──────── RECORDS PROVIDED

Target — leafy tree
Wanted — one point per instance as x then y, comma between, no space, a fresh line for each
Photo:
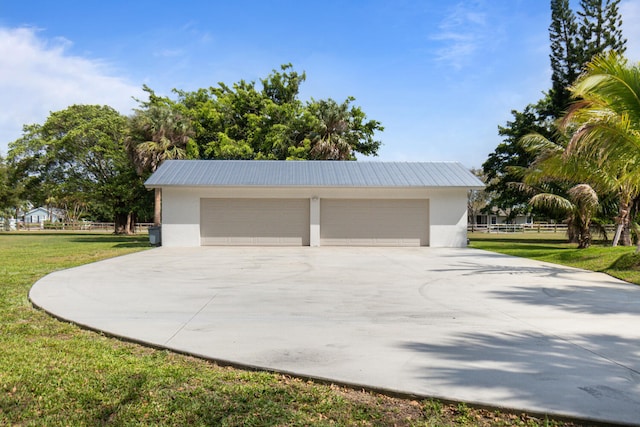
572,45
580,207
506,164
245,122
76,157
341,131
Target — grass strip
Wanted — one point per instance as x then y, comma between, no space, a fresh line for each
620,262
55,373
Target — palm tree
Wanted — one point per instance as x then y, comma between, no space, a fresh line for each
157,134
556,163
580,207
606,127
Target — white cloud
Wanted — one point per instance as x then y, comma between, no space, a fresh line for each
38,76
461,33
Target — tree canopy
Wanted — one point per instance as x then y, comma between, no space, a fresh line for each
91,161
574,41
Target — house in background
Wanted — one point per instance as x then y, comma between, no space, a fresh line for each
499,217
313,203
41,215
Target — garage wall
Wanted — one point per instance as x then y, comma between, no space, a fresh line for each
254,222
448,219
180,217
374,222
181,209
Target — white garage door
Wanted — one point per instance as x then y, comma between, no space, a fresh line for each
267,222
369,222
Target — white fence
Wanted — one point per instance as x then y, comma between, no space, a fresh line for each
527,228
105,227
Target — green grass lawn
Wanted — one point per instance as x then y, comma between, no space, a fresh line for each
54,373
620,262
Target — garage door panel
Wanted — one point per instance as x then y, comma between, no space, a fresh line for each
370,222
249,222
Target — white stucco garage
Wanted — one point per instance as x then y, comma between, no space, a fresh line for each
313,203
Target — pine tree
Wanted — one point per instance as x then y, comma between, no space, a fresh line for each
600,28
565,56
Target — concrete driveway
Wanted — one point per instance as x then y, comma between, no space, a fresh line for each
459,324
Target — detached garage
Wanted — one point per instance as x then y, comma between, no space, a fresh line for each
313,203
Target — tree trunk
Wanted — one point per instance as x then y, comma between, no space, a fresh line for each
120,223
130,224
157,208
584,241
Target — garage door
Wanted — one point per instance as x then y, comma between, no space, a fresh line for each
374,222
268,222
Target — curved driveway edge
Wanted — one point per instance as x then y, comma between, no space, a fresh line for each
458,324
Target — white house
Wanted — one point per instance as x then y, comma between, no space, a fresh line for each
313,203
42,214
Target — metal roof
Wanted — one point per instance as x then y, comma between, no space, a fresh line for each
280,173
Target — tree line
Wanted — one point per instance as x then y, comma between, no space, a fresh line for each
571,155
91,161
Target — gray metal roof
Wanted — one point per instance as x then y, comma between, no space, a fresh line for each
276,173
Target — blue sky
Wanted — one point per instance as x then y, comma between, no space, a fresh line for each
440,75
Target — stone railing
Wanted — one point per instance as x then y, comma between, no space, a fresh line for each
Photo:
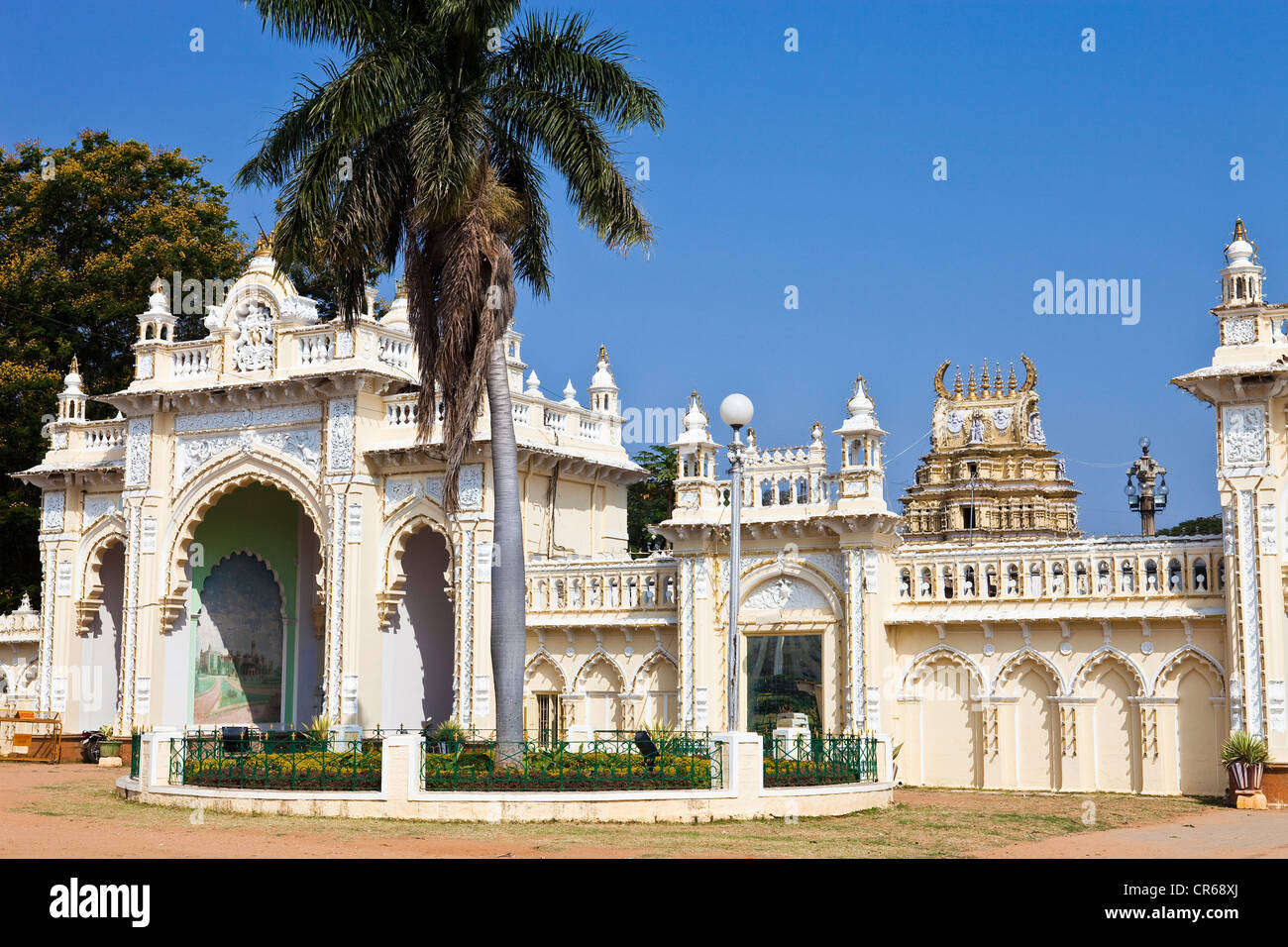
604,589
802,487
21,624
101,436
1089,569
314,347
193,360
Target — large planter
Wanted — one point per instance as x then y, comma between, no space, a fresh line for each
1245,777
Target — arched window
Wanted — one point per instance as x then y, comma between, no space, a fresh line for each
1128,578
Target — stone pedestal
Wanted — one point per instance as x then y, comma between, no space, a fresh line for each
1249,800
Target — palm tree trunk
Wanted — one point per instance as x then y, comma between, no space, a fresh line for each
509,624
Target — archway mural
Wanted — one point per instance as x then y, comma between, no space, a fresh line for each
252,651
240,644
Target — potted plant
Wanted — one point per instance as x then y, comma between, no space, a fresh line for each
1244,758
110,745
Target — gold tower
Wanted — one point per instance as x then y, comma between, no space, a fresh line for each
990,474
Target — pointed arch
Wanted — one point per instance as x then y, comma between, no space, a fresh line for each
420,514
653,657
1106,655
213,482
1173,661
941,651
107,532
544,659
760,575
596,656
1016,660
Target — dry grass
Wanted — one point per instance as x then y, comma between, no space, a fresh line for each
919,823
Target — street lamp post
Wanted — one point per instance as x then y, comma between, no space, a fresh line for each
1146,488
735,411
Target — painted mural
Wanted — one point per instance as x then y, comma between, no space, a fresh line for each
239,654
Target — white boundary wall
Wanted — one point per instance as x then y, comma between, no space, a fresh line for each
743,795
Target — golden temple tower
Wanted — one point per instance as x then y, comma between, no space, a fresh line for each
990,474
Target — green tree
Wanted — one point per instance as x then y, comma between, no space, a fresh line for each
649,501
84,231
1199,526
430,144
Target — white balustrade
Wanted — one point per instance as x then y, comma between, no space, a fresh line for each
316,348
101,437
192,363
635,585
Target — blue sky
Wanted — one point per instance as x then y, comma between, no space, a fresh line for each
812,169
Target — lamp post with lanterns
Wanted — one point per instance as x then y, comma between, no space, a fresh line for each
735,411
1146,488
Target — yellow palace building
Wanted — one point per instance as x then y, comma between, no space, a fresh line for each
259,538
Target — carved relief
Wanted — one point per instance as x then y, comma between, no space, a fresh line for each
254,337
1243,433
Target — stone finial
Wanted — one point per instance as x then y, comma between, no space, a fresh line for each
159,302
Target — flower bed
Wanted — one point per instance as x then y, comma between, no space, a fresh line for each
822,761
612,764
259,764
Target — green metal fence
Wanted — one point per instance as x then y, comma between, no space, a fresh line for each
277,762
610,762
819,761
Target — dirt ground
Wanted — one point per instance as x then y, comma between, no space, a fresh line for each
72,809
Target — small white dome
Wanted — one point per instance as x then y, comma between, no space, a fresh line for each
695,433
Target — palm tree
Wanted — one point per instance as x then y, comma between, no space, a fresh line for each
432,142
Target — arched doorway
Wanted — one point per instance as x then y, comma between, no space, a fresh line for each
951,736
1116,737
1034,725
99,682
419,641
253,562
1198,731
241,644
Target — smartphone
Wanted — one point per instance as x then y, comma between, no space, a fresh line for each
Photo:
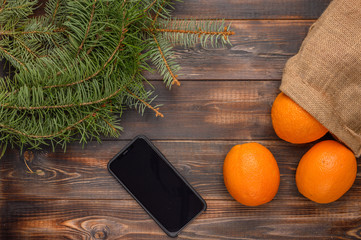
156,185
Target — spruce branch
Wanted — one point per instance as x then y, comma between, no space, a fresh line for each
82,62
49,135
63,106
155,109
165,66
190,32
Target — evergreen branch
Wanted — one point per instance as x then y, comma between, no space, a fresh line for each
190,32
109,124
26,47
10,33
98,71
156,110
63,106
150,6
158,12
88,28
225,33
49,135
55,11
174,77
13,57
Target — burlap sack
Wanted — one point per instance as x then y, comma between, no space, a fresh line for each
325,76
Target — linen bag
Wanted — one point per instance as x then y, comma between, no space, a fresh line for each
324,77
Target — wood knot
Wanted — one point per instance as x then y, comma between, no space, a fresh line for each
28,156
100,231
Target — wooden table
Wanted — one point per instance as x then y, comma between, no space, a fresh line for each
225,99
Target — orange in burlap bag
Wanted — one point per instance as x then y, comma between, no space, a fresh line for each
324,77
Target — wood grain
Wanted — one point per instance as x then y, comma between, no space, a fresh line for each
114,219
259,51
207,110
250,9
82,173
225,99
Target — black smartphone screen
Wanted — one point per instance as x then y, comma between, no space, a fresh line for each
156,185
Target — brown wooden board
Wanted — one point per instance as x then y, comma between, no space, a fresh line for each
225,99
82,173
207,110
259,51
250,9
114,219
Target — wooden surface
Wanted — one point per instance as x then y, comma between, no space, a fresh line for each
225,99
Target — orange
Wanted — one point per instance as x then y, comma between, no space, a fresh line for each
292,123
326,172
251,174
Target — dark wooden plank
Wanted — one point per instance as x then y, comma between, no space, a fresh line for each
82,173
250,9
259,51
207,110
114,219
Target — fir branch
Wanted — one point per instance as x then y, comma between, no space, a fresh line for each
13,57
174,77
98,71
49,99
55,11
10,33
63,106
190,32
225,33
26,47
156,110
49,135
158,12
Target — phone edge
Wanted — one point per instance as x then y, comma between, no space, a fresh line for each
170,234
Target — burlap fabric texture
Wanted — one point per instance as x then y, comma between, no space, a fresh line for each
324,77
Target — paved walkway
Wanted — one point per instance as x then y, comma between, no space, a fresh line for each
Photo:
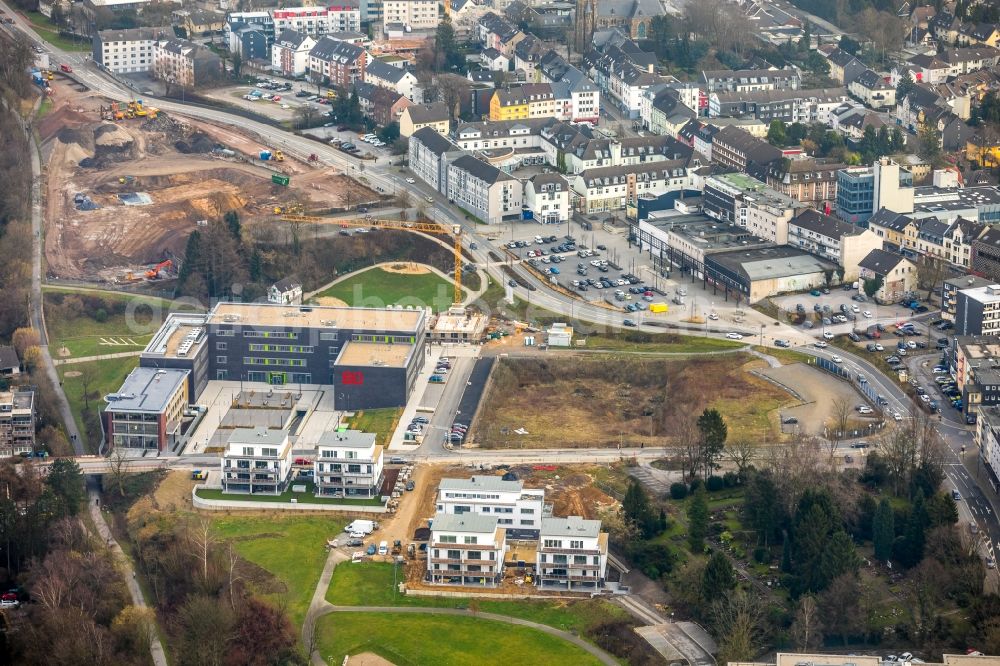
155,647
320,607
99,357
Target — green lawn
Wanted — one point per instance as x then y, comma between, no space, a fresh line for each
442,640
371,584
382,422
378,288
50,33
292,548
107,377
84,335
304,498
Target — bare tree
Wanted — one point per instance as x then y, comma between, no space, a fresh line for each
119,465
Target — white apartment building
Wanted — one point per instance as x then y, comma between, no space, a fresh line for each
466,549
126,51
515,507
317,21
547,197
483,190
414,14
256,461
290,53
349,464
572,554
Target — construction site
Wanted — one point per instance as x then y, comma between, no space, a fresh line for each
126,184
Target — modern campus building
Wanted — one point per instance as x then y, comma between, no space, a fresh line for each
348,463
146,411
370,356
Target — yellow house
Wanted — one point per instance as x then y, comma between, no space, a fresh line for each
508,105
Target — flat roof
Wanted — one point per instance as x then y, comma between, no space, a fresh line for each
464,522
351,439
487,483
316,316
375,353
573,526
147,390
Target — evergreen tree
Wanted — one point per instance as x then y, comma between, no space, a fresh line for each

────────────────

EXERCISE »
State how many lines of the entries contain the word "branch". Nothing besides the number belongs in the reply.

YOUR RESPONSE »
3